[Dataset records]
______________________________

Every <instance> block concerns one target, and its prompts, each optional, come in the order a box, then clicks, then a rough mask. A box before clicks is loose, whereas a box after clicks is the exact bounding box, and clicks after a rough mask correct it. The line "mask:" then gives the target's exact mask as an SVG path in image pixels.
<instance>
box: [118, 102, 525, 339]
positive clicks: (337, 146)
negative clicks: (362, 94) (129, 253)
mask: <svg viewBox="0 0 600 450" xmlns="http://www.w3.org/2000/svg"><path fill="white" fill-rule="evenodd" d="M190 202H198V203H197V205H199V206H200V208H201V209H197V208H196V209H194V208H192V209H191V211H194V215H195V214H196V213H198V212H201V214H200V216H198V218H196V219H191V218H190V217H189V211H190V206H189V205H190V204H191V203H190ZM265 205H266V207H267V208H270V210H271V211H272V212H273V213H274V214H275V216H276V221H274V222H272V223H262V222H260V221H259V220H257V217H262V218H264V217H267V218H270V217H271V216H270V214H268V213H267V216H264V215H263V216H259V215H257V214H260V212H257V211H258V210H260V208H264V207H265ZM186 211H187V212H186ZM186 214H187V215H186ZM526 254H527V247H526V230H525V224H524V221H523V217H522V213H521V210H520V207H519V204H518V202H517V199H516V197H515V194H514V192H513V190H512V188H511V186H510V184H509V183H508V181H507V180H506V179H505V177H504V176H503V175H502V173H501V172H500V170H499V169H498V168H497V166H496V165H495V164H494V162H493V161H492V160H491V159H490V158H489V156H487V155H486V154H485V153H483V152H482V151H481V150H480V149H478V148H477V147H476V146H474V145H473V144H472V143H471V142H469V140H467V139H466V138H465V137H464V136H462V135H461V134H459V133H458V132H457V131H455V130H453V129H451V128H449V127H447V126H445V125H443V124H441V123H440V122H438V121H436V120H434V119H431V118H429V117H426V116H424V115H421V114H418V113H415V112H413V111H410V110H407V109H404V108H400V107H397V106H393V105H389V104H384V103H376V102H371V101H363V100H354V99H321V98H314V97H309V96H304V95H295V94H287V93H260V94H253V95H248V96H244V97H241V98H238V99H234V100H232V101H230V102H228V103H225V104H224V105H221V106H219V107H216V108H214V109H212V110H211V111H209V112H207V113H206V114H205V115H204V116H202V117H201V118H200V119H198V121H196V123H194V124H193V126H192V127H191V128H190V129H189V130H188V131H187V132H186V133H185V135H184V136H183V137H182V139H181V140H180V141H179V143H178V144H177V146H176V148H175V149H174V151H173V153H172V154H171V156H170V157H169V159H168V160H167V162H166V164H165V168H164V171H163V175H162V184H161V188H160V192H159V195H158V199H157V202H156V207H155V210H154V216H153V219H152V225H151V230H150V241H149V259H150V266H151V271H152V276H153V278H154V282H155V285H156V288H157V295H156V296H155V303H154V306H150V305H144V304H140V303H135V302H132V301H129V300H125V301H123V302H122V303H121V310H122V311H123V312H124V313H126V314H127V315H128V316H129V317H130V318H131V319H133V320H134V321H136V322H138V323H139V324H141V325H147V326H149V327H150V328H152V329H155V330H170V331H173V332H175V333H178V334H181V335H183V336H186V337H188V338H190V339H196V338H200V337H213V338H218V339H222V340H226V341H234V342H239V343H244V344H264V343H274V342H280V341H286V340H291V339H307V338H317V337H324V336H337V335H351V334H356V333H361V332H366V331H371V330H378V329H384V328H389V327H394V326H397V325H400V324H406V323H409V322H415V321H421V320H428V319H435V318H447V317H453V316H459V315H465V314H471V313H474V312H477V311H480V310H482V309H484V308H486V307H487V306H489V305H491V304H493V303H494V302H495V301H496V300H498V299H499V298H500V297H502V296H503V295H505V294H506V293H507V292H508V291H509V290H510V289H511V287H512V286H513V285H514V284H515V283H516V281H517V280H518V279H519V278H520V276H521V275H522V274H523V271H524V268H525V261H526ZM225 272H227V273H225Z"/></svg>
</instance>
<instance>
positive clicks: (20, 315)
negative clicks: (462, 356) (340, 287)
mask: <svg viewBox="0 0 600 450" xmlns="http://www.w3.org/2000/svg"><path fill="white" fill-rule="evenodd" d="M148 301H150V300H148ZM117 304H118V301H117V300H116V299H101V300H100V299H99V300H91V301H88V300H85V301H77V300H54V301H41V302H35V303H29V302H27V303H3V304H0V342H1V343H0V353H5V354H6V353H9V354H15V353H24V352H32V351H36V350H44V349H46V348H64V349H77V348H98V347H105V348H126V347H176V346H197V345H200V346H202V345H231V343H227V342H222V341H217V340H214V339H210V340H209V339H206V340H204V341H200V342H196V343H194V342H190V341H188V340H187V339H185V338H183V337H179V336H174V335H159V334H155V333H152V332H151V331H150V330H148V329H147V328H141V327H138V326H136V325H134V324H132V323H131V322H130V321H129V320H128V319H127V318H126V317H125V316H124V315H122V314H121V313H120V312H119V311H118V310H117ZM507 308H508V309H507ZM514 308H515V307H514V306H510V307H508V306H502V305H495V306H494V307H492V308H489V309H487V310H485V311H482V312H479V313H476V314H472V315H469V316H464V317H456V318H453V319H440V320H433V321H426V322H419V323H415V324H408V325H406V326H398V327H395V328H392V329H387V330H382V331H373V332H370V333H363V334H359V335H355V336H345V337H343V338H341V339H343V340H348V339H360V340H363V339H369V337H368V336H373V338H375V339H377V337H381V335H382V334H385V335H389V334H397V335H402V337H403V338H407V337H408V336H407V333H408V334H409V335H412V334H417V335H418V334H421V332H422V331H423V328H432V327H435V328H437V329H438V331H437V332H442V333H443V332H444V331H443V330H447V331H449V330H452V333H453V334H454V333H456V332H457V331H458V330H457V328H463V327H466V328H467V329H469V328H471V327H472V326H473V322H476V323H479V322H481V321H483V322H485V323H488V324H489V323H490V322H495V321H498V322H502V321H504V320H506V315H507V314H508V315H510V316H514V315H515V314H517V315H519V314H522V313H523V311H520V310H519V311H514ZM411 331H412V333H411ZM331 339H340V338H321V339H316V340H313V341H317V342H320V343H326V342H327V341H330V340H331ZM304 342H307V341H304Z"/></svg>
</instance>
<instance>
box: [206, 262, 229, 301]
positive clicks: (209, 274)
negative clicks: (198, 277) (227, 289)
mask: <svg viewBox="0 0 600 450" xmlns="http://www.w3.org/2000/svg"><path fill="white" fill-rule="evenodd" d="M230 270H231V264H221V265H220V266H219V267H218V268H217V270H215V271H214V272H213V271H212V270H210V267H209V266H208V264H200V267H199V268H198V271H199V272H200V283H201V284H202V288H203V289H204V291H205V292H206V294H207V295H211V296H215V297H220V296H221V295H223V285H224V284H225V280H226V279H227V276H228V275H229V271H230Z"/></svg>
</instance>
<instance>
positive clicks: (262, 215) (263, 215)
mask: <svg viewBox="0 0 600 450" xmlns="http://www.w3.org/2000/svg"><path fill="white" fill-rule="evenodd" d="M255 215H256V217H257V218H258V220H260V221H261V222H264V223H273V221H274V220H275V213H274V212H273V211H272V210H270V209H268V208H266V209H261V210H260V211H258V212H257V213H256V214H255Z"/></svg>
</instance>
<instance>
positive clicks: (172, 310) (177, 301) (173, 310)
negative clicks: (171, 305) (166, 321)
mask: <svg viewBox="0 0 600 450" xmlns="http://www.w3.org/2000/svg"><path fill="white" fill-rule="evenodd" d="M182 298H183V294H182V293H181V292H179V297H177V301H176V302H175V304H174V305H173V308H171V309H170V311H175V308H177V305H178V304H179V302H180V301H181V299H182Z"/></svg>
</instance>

______________________________

Extract each record, keeping it identical to the original.

▶ **SOLUTION FOR THIS TASK**:
Every <instance> block concerns one target, and its prompts, each optional, come in the order a box, then clicks, then a rough mask. A box before clicks is loose, whereas a box after clicks is the exact bounding box, and clicks after a rough mask correct it. The line "mask:" then gives the target's exact mask as an SVG path in image pixels.
<instance>
box: [118, 102, 525, 339]
positive clicks: (337, 146)
negative clicks: (362, 94) (129, 253)
mask: <svg viewBox="0 0 600 450" xmlns="http://www.w3.org/2000/svg"><path fill="white" fill-rule="evenodd" d="M190 202H198V203H197V205H199V206H200V208H201V209H197V208H196V209H194V208H192V209H191V211H194V215H195V214H196V213H198V212H201V214H200V216H198V218H196V219H191V218H190V217H189V211H190V206H189V205H190V204H191V203H190ZM265 205H266V207H267V208H270V210H271V211H272V212H273V213H274V214H275V216H276V221H274V222H272V223H262V222H260V221H259V220H257V217H262V218H264V217H267V218H270V217H271V216H270V214H268V213H267V216H264V215H263V216H259V215H257V214H260V212H257V211H258V210H260V208H264V207H265ZM186 211H187V212H186ZM186 214H187V215H186ZM526 254H527V247H526V230H525V224H524V221H523V217H522V213H521V210H520V207H519V204H518V202H517V199H516V197H515V194H514V192H513V190H512V188H511V186H510V184H509V183H508V181H507V180H506V179H505V177H504V176H503V175H502V173H501V172H500V170H499V169H498V168H497V166H496V165H495V164H494V162H493V161H492V160H491V159H490V158H489V156H487V155H486V154H485V153H483V152H482V151H481V150H480V149H478V148H477V147H476V146H474V145H473V144H472V143H471V142H469V140H467V139H466V138H465V137H464V136H462V135H461V134H459V133H458V132H457V131H455V130H453V129H451V128H449V127H447V126H445V125H443V124H441V123H440V122H438V121H436V120H434V119H431V118H429V117H426V116H424V115H421V114H418V113H415V112H413V111H410V110H407V109H404V108H400V107H397V106H393V105H389V104H384V103H376V102H371V101H363V100H354V99H321V98H314V97H309V96H304V95H295V94H287V93H260V94H253V95H248V96H244V97H241V98H238V99H234V100H232V101H230V102H228V103H225V104H224V105H221V106H219V107H216V108H214V109H212V110H211V111H209V112H207V113H206V114H205V115H204V116H202V117H201V118H200V119H198V121H196V123H194V124H193V126H192V127H191V128H190V129H189V130H188V131H187V132H186V133H185V135H184V136H183V137H182V139H181V140H180V141H179V143H178V144H177V146H176V148H175V149H174V151H173V153H172V154H171V156H170V157H169V159H168V160H167V162H166V164H165V168H164V171H163V175H162V184H161V188H160V192H159V195H158V199H157V202H156V207H155V210H154V216H153V219H152V225H151V230H150V241H149V259H150V266H151V271H152V276H153V278H154V282H155V285H156V288H157V295H156V296H155V303H154V306H150V305H144V304H140V303H135V302H132V301H129V300H125V301H123V302H122V303H121V310H122V311H123V312H124V313H126V314H127V315H128V316H129V317H130V318H131V319H133V320H134V321H136V322H138V323H139V324H141V325H147V326H149V327H150V328H152V329H155V330H170V331H173V332H175V333H178V334H181V335H183V336H186V337H188V338H190V339H196V338H200V337H213V338H218V339H222V340H226V341H234V342H239V343H244V344H264V343H274V342H280V341H286V340H291V339H307V338H317V337H324V336H337V335H351V334H356V333H361V332H366V331H371V330H378V329H384V328H389V327H394V326H397V325H400V324H406V323H409V322H415V321H421V320H428V319H435V318H447V317H453V316H459V315H465V314H471V313H474V312H477V311H480V310H482V309H484V308H486V307H487V306H489V305H491V304H493V303H494V302H495V301H496V300H498V299H499V298H500V297H502V296H503V295H505V294H506V293H507V292H508V291H509V290H510V289H511V287H512V286H513V285H514V284H515V283H516V281H517V280H518V279H519V278H520V276H521V275H522V274H523V271H524V268H525V261H526ZM225 272H227V273H225Z"/></svg>
</instance>
<instance>
positive clicks: (20, 315)
negative clicks: (462, 356) (340, 287)
mask: <svg viewBox="0 0 600 450" xmlns="http://www.w3.org/2000/svg"><path fill="white" fill-rule="evenodd" d="M148 301H150V300H148ZM117 304H118V301H117V300H116V299H101V300H100V299H99V300H91V301H88V300H85V301H77V300H54V301H41V302H35V303H29V302H27V303H3V304H0V342H1V343H0V353H5V354H6V353H9V354H15V353H24V352H32V351H36V350H44V349H46V348H64V349H77V348H98V347H105V348H126V347H176V346H197V345H200V346H202V345H231V343H227V342H222V341H217V340H214V339H210V340H209V339H206V340H204V341H200V342H196V343H194V342H190V341H188V340H187V339H185V338H183V337H179V336H174V335H159V334H155V333H152V332H151V331H150V330H148V329H147V328H141V327H138V326H136V325H134V324H132V323H131V322H130V321H129V320H128V319H127V318H126V317H125V316H124V315H122V314H121V313H120V312H119V311H118V310H117ZM507 308H508V309H507ZM514 308H515V307H514V306H510V307H508V306H502V305H495V306H494V307H492V308H489V309H487V310H485V311H482V312H479V313H476V314H472V315H469V316H464V317H456V318H453V319H440V320H433V321H426V322H419V323H415V324H408V325H406V326H398V327H395V328H392V329H387V330H382V331H373V332H370V333H363V334H359V335H355V336H345V337H343V338H341V339H343V340H348V339H360V340H363V339H369V337H368V336H373V338H375V339H377V337H381V335H382V334H385V335H389V334H397V335H402V337H403V338H407V337H408V336H407V333H408V334H409V335H412V334H417V335H418V334H421V332H422V331H423V328H432V327H435V328H437V329H438V331H437V332H442V333H443V332H444V331H443V330H447V331H449V330H452V333H453V334H454V333H456V332H457V331H458V330H457V328H463V327H466V328H467V329H469V328H471V327H472V326H473V322H476V323H479V322H481V321H483V322H485V323H488V324H489V323H490V322H495V321H498V322H502V321H504V320H506V315H507V314H508V315H510V316H514V315H515V314H517V315H519V314H522V313H523V311H520V310H519V311H514ZM411 331H412V333H411ZM331 339H340V338H321V339H316V340H313V341H317V342H320V343H326V342H327V341H330V340H331ZM304 342H307V341H304Z"/></svg>
</instance>
<instance>
box: [206, 262, 229, 301]
positive clicks: (209, 274)
negative clicks: (198, 277) (227, 289)
mask: <svg viewBox="0 0 600 450" xmlns="http://www.w3.org/2000/svg"><path fill="white" fill-rule="evenodd" d="M230 270H231V264H221V265H220V266H219V267H218V268H217V270H215V271H214V272H213V271H212V270H210V267H209V266H208V264H200V267H199V268H198V271H199V272H200V283H201V284H202V288H203V289H204V291H205V292H206V294H207V295H211V296H215V297H220V296H221V295H223V285H224V284H225V280H226V279H227V276H228V275H229V271H230Z"/></svg>
</instance>
<instance>
positive clicks: (262, 215) (263, 215)
mask: <svg viewBox="0 0 600 450" xmlns="http://www.w3.org/2000/svg"><path fill="white" fill-rule="evenodd" d="M255 215H256V217H257V218H258V220H260V221H261V222H264V223H273V221H274V220H275V213H274V212H273V211H272V210H270V209H268V208H266V209H261V210H260V211H258V212H257V213H256V214H255Z"/></svg>
</instance>
<instance>
positive clicks: (172, 310) (177, 301) (173, 310)
negative clicks: (171, 305) (166, 321)
mask: <svg viewBox="0 0 600 450" xmlns="http://www.w3.org/2000/svg"><path fill="white" fill-rule="evenodd" d="M182 298H183V294H182V293H181V292H179V297H177V301H176V302H175V304H174V305H173V308H171V309H170V311H175V308H177V305H178V304H179V302H180V301H181V299H182Z"/></svg>
</instance>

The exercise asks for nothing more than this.